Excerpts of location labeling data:
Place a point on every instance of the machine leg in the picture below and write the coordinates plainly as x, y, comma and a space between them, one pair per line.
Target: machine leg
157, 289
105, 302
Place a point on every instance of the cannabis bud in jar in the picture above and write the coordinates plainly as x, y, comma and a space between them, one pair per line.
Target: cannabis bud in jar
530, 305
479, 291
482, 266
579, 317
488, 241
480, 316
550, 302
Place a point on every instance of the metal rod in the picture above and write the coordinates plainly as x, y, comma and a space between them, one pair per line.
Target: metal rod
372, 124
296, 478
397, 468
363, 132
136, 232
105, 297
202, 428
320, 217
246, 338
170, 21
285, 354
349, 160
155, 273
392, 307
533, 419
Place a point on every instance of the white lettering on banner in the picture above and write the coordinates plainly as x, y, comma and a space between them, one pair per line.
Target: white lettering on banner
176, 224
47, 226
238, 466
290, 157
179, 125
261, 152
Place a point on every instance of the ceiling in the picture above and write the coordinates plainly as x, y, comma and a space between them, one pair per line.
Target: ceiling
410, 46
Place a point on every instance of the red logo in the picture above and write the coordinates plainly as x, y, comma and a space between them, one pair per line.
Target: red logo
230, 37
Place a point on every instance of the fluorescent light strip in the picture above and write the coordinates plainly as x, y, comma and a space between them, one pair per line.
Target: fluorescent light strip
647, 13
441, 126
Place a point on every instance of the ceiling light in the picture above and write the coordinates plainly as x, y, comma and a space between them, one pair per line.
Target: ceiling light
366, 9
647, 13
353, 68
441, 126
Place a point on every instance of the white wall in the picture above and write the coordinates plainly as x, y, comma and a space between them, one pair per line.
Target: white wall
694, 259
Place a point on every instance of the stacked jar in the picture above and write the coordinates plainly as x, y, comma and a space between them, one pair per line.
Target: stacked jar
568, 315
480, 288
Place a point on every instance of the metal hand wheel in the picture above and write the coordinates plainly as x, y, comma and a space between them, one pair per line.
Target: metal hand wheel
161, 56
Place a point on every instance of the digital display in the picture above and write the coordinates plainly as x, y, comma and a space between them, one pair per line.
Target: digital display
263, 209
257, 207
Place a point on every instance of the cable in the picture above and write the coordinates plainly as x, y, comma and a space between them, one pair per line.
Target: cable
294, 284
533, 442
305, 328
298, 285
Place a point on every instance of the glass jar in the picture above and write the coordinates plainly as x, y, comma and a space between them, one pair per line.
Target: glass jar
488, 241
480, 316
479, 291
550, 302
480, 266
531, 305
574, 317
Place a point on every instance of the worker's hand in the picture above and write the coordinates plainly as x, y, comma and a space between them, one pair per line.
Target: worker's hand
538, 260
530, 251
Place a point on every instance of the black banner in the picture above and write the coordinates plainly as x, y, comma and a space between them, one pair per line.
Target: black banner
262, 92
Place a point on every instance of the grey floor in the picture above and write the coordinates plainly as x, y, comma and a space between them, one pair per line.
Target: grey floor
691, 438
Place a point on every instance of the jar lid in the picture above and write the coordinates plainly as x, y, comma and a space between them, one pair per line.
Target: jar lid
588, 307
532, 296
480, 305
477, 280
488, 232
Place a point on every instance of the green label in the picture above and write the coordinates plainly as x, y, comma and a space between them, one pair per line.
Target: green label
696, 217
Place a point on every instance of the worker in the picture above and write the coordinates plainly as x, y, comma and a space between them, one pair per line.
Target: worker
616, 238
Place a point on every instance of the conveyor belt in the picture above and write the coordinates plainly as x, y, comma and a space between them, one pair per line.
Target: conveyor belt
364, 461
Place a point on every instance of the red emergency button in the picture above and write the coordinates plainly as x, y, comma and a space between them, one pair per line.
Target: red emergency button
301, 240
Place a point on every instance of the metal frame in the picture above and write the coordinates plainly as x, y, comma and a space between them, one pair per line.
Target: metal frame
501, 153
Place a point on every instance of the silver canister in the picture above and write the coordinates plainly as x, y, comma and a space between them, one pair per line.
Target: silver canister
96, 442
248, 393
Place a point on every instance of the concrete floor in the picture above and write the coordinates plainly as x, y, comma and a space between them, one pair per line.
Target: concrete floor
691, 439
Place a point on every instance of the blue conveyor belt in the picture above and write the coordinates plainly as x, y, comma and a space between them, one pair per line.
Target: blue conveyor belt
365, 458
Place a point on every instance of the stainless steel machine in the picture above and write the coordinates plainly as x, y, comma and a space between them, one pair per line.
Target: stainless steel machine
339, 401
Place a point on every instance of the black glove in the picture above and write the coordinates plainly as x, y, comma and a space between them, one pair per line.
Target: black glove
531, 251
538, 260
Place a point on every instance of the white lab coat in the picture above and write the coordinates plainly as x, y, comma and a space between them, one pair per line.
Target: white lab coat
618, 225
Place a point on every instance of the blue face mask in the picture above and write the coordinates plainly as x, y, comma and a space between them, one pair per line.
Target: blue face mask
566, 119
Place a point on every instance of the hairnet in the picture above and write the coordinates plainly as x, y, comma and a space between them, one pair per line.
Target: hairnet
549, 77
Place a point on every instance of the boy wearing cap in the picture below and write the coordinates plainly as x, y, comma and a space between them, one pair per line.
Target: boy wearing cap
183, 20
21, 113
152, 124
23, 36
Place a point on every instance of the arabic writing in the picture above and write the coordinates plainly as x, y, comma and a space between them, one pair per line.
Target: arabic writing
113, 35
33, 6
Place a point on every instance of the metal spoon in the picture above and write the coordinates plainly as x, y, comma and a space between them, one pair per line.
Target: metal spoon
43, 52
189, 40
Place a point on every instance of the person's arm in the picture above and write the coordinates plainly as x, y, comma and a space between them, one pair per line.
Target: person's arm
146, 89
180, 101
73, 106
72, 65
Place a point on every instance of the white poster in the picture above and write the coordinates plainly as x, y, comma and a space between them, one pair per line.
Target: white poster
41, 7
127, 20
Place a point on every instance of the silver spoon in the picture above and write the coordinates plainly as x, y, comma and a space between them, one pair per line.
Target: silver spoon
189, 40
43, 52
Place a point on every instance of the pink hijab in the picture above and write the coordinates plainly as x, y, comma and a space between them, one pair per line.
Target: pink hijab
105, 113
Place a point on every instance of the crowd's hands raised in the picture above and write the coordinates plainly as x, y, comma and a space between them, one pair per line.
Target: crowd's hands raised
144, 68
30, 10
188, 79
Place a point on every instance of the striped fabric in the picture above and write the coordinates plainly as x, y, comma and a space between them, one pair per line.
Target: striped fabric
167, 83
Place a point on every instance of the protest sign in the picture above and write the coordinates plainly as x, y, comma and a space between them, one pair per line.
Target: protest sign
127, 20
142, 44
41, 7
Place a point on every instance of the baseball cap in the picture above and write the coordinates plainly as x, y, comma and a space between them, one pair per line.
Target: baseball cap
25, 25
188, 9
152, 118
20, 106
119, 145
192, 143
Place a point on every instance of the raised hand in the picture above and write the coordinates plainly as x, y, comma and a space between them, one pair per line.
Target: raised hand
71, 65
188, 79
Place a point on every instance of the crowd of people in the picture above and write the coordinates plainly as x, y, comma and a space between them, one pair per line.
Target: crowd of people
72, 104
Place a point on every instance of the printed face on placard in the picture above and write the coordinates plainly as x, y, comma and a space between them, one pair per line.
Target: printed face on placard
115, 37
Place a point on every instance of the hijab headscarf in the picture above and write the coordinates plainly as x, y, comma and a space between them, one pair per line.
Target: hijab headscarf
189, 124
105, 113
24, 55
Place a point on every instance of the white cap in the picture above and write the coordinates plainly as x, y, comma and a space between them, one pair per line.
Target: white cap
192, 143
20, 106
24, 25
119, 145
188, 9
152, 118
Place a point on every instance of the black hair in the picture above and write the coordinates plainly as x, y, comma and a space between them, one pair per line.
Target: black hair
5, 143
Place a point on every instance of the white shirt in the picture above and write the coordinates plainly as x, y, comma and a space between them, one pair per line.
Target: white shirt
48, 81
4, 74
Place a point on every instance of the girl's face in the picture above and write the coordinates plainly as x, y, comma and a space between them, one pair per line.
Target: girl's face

[GIVEN PROBLEM]:
Repeat the line that contains "Place a point on every instance of the hijab", then every line after it until the records end, with nothing added.

[SOLUTION FOR THIS TASK]:
Place a point on every instance of the hijab headscarf in the picture above and write the coordinates plainly as x, y, comma and a space between them, one pair per line.
Target: hijab headscarf
189, 124
105, 113
24, 55
Place a point on every instance of the white cap in the picture above and write the coordinates plainly as x, y, comma and a space between them, one pair per line.
Target: white cap
192, 143
20, 106
24, 25
119, 145
188, 9
152, 118
Place a point on every instance of the black hair in the picture above and write the coordinates plainly as x, y, comma and a space between them, one pair per line.
Target: black hair
5, 143
Place a point on every instance of the white shirt in the picture above and write the coordinates plainly as x, y, comma and a space between them, one pair per line.
Target: white shirt
48, 81
4, 74
Place a point on every instance of the girl's face in the picture above and write the coordinates plainly as x, y, comma and a space between them, one pair per line.
Target: girl's face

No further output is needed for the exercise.